[YOUR OBJECTIVE]
Each line of the material must be returned exactly.

-*-*-

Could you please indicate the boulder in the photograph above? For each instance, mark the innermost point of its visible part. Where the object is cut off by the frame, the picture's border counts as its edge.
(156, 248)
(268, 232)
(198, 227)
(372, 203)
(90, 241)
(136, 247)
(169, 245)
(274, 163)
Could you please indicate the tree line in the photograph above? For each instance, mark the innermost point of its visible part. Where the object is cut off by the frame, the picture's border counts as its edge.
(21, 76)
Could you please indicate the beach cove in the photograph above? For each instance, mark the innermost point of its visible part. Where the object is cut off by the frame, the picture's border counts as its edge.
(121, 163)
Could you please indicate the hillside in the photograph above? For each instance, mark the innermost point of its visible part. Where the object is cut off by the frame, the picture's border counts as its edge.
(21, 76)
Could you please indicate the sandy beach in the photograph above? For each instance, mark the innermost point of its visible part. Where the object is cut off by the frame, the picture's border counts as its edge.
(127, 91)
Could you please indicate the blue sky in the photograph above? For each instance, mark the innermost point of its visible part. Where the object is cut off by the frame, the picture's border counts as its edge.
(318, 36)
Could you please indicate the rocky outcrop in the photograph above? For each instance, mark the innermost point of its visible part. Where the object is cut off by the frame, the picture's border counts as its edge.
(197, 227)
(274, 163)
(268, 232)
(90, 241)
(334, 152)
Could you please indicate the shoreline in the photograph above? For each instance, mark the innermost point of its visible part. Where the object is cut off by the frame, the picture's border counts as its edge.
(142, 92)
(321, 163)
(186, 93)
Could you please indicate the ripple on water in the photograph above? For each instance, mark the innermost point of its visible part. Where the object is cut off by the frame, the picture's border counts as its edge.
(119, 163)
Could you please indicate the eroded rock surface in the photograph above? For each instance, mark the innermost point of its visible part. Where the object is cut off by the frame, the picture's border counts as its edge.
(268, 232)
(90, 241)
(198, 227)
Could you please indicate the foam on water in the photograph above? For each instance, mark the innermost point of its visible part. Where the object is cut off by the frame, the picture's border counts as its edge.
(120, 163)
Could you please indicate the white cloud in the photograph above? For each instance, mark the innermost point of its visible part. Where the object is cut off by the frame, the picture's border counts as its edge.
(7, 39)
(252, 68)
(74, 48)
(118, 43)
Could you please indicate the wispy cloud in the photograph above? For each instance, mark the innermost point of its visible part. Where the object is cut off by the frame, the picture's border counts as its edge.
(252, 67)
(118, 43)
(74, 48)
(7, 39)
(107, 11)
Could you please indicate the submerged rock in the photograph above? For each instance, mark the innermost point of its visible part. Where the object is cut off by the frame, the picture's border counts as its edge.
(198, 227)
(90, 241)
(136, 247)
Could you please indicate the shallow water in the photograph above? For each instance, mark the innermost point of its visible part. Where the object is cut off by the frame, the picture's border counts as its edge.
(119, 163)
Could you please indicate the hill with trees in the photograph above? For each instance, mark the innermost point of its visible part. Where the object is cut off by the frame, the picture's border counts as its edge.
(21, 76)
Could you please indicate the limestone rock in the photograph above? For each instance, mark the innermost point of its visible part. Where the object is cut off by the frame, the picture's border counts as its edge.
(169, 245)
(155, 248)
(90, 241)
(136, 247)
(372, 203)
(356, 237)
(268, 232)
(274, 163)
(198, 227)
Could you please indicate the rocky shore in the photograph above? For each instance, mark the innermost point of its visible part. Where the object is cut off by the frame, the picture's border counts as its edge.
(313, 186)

-*-*-

[CORRECT RESULT]
Could you please indicate the boulder in the photograph above? For each instance, mark the innermost point of its visible part. Where the object is cut off by the frame, the picture's border counts as its edge.
(156, 248)
(268, 232)
(198, 227)
(372, 203)
(90, 241)
(136, 247)
(169, 245)
(274, 163)
Could you please indicate the tree line in the photograph above? For each instance, mark the innermost point of its visible part. Where the object is cut off by the frame, the picture's border counts as its edge.
(21, 76)
Could you please indicate the beach cove in the photograph above? For each instance, mark the innermost point of its visible part. Where the object is cut off by the frame, the picture's border counts as its edge.
(121, 163)
Could you please indicate the hillside in the photograph above? For each instance, mark the innermost point of its visible part. Where the object is cut off by the frame, the picture's border counts as its edge.
(21, 76)
Could you please indicate the sandy beach in the photograph above? For each instance, mark the innermost point of its visible part. Where the object is cut off by the frame, the picture's border counts as its edge.
(127, 91)
Could you please indicate the blue sky in the photograph above? For each instance, mark the innermost point of its visible part. Where the object is cut off by the frame, the picture's border counts as its edge.
(318, 36)
Could you please indicate the rocky outcrop in the photograph above? For each instance, mark the innermost point of its visible part. Where the object is cut off by the frame, the picture's border counts as its edge.
(197, 227)
(274, 163)
(268, 232)
(90, 241)
(334, 152)
Could you please indicate the shoreline in the photograph above? For each instance, mark the innermost point of its visible part. Where the object is cut off by the frame, the picture's border counts as its edge.
(142, 92)
(321, 163)
(186, 93)
Could you please indicate the ripple on water in the photograph above? For each instance, mark the innermost point of its visible part. Where the object is cut off by the frame, the picture's border counts as its edge.
(119, 163)
Could you please indicate the eroded rock surface in the photograph above? For each instance, mark the innermost point of its visible part. Where the object is cut off by the frame, the picture's border counts as its edge.
(268, 232)
(90, 241)
(198, 227)
Could you please indicate the foam on water in the photograph above? For each instance, mark the innermost point of its visible part. Where the object is cut off by the frame, the picture's border counts as its edge.
(120, 163)
Could you please indicate the white cloud in the photograph above? For each instance, mark the innermost point of its visible part. Where the object is cut off by the frame, the picture's border counts as its edge.
(7, 39)
(252, 68)
(74, 48)
(118, 43)
Could you please indicate the wispy cloud in the photograph above? For each instance, mark the innermost point of its visible part. Where the object is cut off by the frame, the picture's border counts as its edge.
(252, 67)
(118, 43)
(74, 48)
(7, 39)
(107, 11)
Could you please indicate the submerged rock in the photograph above? For each instance, mark the innermost point of its visible part. Where the object is cut off by the frame, the picture's border counts as its edge.
(198, 227)
(90, 241)
(136, 247)
Could you please indicate the shallow water in the photograph above? For each instance, mark the innermost point of its visible part. Where the object is cut off by the frame, the picture's border counts as its edge.
(119, 163)
Could you please indicate the hill with trees in the photograph above? For each instance, mark the innermost point of its visible part. Where the object is cut off by the frame, the picture's border counts as its edge.
(21, 76)
Could you please indicate the limestone rock in the photograph above? For each instance, mark the innermost point of its visible part. Where the object is cut off by the frame, the picture's border counts as its edge.
(169, 245)
(155, 248)
(90, 241)
(136, 247)
(372, 203)
(356, 237)
(268, 232)
(274, 163)
(198, 227)
Could you please indicate the rocky shore in the photograph above? For each instance, mark the innermost point of its visible part. Where the object is cut off by the frame, the picture's border counts as its edge.
(313, 186)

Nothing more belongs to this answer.